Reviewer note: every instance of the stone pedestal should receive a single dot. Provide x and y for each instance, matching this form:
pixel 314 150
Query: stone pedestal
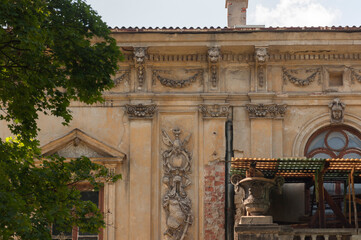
pixel 256 220
pixel 262 228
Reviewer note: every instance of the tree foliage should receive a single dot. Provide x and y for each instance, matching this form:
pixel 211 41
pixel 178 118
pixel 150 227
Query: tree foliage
pixel 52 52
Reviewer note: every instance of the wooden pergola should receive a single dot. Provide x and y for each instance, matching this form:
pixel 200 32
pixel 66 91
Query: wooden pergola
pixel 316 171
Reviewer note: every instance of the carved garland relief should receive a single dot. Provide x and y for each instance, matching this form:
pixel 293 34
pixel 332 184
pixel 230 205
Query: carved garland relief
pixel 215 110
pixel 266 110
pixel 176 203
pixel 140 111
pixel 292 75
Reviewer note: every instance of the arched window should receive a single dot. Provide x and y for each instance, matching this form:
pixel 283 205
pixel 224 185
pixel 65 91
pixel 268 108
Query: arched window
pixel 334 142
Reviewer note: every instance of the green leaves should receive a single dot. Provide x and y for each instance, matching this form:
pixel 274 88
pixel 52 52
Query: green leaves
pixel 33 197
pixel 48 58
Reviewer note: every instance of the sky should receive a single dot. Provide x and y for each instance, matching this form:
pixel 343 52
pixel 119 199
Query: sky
pixel 206 13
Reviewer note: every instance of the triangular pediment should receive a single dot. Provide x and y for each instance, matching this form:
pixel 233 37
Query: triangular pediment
pixel 77 143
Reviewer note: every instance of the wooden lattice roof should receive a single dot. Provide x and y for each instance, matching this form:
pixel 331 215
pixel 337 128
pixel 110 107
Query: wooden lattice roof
pixel 299 167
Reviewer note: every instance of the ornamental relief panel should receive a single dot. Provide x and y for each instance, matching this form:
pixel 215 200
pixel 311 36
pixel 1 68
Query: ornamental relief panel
pixel 214 110
pixel 276 111
pixel 140 111
pixel 355 75
pixel 122 76
pixel 178 78
pixel 301 77
pixel 177 162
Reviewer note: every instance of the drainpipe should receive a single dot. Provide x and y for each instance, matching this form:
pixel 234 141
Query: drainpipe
pixel 229 189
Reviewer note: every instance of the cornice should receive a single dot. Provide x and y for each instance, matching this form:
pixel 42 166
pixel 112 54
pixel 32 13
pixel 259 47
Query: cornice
pixel 249 58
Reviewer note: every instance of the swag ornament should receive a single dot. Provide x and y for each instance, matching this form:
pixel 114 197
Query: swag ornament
pixel 289 75
pixel 175 202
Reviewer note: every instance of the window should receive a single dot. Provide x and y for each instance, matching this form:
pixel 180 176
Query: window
pixel 334 142
pixel 76 233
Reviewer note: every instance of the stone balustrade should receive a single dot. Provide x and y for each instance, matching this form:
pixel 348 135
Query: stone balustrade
pixel 325 234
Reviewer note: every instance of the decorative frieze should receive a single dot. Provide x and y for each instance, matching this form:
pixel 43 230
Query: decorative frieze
pixel 139 58
pixel 214 110
pixel 266 110
pixel 261 54
pixel 140 111
pixel 292 75
pixel 246 57
pixel 214 55
pixel 337 109
pixel 174 83
pixel 121 75
pixel 177 162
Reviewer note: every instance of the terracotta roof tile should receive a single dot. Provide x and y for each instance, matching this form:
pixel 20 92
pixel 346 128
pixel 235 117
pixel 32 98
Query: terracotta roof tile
pixel 232 30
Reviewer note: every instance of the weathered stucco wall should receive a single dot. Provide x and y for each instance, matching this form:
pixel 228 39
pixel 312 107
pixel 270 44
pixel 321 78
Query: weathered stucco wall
pixel 275 87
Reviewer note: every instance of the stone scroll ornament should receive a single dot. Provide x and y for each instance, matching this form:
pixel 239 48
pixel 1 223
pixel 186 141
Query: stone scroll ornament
pixel 123 75
pixel 172 83
pixel 176 203
pixel 337 109
pixel 355 75
pixel 139 57
pixel 290 75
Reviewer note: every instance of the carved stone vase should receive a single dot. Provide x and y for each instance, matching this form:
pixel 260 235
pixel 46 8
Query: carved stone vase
pixel 257 190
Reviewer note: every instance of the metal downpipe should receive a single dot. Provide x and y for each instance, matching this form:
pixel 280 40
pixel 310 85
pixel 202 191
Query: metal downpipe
pixel 229 189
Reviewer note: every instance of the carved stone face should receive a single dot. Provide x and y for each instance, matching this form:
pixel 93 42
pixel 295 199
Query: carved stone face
pixel 337 110
pixel 213 54
pixel 139 55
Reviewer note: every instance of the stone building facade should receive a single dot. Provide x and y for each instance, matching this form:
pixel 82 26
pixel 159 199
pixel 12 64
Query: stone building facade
pixel 163 124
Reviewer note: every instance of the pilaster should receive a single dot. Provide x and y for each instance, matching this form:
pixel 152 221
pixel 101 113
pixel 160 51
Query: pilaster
pixel 140 158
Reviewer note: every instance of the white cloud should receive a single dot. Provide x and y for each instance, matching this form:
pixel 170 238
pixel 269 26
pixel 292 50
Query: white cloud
pixel 295 13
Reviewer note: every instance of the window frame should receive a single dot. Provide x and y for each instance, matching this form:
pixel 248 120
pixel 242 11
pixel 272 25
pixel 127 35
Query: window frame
pixel 85 187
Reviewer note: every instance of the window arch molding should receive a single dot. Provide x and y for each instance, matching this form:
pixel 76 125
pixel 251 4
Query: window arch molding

+ + + + + + +

DIRECTIVE> Copy the listing above word for word, leaving out the pictures.

SOLVED EXERCISE>
Reviewer note: every instance of the stone pedestal should receive a single dot. Provide x and y for each instance, matching this form:
pixel 314 150
Query: stone pedestal
pixel 256 220
pixel 262 228
Reviewer note: every instance of the tree foliage should receive a single dot. Provide x and y for each instance, matching this form:
pixel 211 41
pixel 178 118
pixel 150 227
Query: tree foliage
pixel 52 52
Reviewer note: every instance of the wooden pergola should receive a single dot. Provide x and y for each instance, matching this form:
pixel 200 32
pixel 66 91
Query: wooden pergola
pixel 316 171
Reviewer note: every instance of the carved garland relief should receive a single dot. Provide x and y for each instance, matching this form:
pixel 293 34
pixel 332 184
pixel 230 205
Query: carved garland relief
pixel 215 110
pixel 266 110
pixel 176 203
pixel 140 111
pixel 292 75
Reviewer note: every instance of the arched window should receive a single dot. Provide x and y for each instance, matching this form:
pixel 283 205
pixel 224 185
pixel 65 91
pixel 268 108
Query: arched window
pixel 334 142
Reviewer note: every instance of the green leaves should receive a single dot. Provide x and y for each instance, matching this form:
pixel 274 88
pixel 52 52
Query: green leaves
pixel 33 197
pixel 48 58
Reviewer note: every instance of the sky should receive a single dot. Provide x and y for each instance, matching this form:
pixel 343 52
pixel 119 199
Query: sky
pixel 206 13
Reviewer note: every instance of the triangular pediment should receive a single dot. Provide x and y for each instance, matching this form:
pixel 233 37
Query: triangular pediment
pixel 77 143
Reviewer note: every instance of the wooden lattice roof should receive a single dot. Provide x and y for each instance, matching this form:
pixel 331 215
pixel 337 128
pixel 110 107
Query: wooden lattice roof
pixel 299 167
Reviewer note: every instance of the ornamental relief panel should receive a single dot. Provide x and y for each instance, matching this form:
pixel 215 200
pixel 311 36
pixel 1 68
Query: ornamental relief panel
pixel 214 110
pixel 276 111
pixel 140 111
pixel 355 75
pixel 122 76
pixel 178 78
pixel 301 77
pixel 177 162
Reviewer note: every instance of the drainpipe should receive a single dot. Provide x and y for each instance, matching this form:
pixel 234 141
Query: drainpipe
pixel 229 189
Reviewer note: every instance of the cornice should receive a single dot. Provide x and y for each instance, matching this form:
pixel 42 166
pixel 112 54
pixel 32 13
pixel 259 47
Query: cornice
pixel 249 58
Reviewer note: every instance of the swag ornament should receive a single dot. Provide x and y for each instance, matching this form:
pixel 114 197
Query: swag ornament
pixel 289 75
pixel 175 202
Reviewer note: every instance of the window should receive a single dot. Provide x and y for each instance, matching this form:
pixel 180 176
Query: window
pixel 334 142
pixel 76 233
Reviewer note: every instance of the stone balustrade should receive a single dot. Provide x and y for each instance, matching this form:
pixel 348 135
Query: stone balustrade
pixel 325 234
Reviewer note: every instance of the decorative frieze should receive a single dot. Provide x and y for each instance, matching this form:
pixel 43 230
Query: decorative frieze
pixel 139 58
pixel 214 110
pixel 266 110
pixel 261 54
pixel 140 111
pixel 292 75
pixel 246 57
pixel 214 55
pixel 337 109
pixel 174 83
pixel 121 75
pixel 177 162
Reviewer note: every instance of the terracotta roof tile should receive a single dot. Provide x and y for each instance, matching this form:
pixel 20 92
pixel 346 128
pixel 235 117
pixel 32 98
Query: terracotta roof tile
pixel 232 30
Reviewer note: every instance of the weathered stucco wall should receive a single dot. Provide x and y for each instance, matching this form:
pixel 228 39
pixel 312 107
pixel 270 44
pixel 321 78
Query: weathered stucco wall
pixel 275 87
Reviewer note: every instance of the stone scroll ornament should receive a single dot. Provide x and y for each instance, matching this form:
pixel 239 48
pixel 1 223
pixel 186 141
Query: stone scroll ornament
pixel 123 75
pixel 172 83
pixel 176 203
pixel 337 109
pixel 355 75
pixel 139 57
pixel 290 75
Reviewer note: every instance of the carved stone vase should receive a single dot. Provide x and y for each instance, matching this form:
pixel 260 235
pixel 46 8
Query: carved stone vase
pixel 257 190
Reviewer note: every instance of the metal downpipe should receive a single dot. Provide x and y for each instance, matching this form:
pixel 280 40
pixel 310 85
pixel 202 191
Query: metal downpipe
pixel 229 189
Reviewer note: every instance of the carved stone face should receive a single dot. Provide x and y for each instance, matching this form:
pixel 93 42
pixel 295 199
Query: carved stone face
pixel 337 110
pixel 213 54
pixel 139 55
Reviewer note: every instance of the stone building facade should receive a single dot. Provide x and y for each instance, matching this form:
pixel 82 26
pixel 159 199
pixel 12 64
Query: stone building facade
pixel 163 124
Reviewer note: every instance of the pilaster should receive a single dot. Provide x and y for each instance, matching this form:
pixel 152 221
pixel 101 113
pixel 160 51
Query: pilaster
pixel 140 158
Reviewer note: every instance of the white cloud should receive a single dot. Provide x and y for each instance, matching this form:
pixel 170 238
pixel 269 26
pixel 292 50
Query: white cloud
pixel 295 13
Reviewer note: every instance of the window frame should receive a single dot. Provide x and y for each instance, matching this form:
pixel 248 120
pixel 242 11
pixel 272 25
pixel 127 35
Query: window frame
pixel 85 187
Reviewer note: every instance of the window arch molding should receive a single dot. Provide x and y for each instance, matching this form:
pixel 76 125
pixel 251 4
Query: window arch molding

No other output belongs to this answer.